Retype the records below exactly as they stand, but with no images.

▶ _DATA FOR PROCESSING_:
= Beginning of Section =

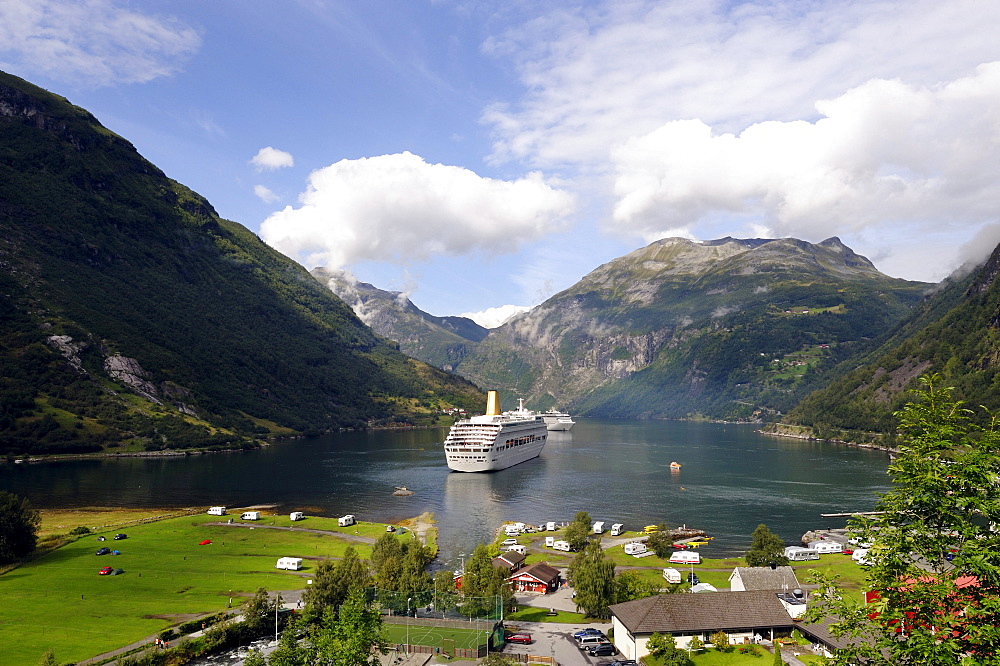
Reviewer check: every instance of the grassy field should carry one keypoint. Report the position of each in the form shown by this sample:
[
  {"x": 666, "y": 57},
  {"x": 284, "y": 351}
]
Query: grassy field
[
  {"x": 433, "y": 636},
  {"x": 168, "y": 578}
]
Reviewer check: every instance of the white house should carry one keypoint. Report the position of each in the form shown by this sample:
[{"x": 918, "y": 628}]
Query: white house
[{"x": 742, "y": 615}]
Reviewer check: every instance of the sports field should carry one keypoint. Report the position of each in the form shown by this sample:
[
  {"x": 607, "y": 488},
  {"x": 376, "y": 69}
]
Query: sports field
[
  {"x": 435, "y": 636},
  {"x": 59, "y": 601}
]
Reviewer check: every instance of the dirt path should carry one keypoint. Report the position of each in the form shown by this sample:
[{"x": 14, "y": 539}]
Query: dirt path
[{"x": 349, "y": 537}]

= End of Section =

▶ _RESULT_:
Reviewer check: every instance of the grassy field should carry one keypoint. Report the position of each in the form shown by this sample:
[
  {"x": 666, "y": 57},
  {"x": 284, "y": 351}
]
Query: grassy field
[
  {"x": 433, "y": 636},
  {"x": 168, "y": 578}
]
Reviewer check: every instance of the white house should carry one keypoint. Report the position of each in the form shown by this sample:
[{"x": 918, "y": 628}]
Query: white house
[{"x": 742, "y": 615}]
Reviewer check: every instance of the sports field should carry one keypoint. Report the position of each in the form shown by this sample:
[
  {"x": 607, "y": 488},
  {"x": 376, "y": 69}
]
Query: sports field
[
  {"x": 435, "y": 636},
  {"x": 59, "y": 601}
]
Reviewer check: every instance of the dirt path should carry one keypoint. Report the position of each in the form shown by this sample:
[{"x": 14, "y": 539}]
Query: dirt path
[{"x": 349, "y": 537}]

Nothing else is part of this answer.